- **Prompt**
Identify each line in the material below that contains the word "sign", and copy those lines.

- **Materials provided**

_ _ _ _ _

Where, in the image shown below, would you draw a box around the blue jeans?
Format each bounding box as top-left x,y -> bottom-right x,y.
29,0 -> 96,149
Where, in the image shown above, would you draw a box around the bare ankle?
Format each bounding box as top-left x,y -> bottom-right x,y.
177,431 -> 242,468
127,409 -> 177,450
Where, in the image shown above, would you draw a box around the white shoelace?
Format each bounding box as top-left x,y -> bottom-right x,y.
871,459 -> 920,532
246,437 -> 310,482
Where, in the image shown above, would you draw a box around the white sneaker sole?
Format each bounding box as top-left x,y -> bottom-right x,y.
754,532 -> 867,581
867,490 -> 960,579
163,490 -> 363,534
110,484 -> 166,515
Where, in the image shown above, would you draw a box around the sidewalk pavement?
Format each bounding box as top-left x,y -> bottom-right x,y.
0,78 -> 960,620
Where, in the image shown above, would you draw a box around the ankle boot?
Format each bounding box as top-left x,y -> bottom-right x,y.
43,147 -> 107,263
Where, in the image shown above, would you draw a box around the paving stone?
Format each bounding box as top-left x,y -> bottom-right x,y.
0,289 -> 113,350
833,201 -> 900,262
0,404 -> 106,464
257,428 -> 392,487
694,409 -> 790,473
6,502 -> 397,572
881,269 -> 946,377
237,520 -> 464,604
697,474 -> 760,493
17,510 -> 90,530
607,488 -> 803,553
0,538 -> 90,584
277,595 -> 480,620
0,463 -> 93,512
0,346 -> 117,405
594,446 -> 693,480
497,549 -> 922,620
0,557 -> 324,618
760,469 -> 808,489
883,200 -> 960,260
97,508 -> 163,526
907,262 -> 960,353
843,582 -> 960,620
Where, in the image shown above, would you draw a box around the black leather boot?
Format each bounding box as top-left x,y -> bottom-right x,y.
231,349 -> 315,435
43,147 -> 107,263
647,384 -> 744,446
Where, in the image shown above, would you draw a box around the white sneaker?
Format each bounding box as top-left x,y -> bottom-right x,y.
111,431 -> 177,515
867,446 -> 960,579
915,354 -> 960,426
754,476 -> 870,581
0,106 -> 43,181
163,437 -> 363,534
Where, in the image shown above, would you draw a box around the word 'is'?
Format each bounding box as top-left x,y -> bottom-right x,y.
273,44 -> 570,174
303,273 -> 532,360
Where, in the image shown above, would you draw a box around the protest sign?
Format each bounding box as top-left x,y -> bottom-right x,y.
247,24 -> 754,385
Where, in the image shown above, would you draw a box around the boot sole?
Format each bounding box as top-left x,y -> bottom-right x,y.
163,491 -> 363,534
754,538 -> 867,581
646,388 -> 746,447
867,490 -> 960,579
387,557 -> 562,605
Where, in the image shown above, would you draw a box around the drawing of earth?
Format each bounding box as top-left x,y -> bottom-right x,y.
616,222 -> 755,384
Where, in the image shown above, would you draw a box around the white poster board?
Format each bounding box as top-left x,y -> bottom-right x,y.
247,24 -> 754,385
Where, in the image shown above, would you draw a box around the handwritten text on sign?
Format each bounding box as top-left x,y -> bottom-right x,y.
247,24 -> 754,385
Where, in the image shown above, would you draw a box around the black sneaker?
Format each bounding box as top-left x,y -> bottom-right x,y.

_ _ _ _ _

- **Exercise answer**
Where, in the image shown above, would you draw a box around the protest sign?
Where, in the image shown above, would you draw a box around the handwritten text on sign?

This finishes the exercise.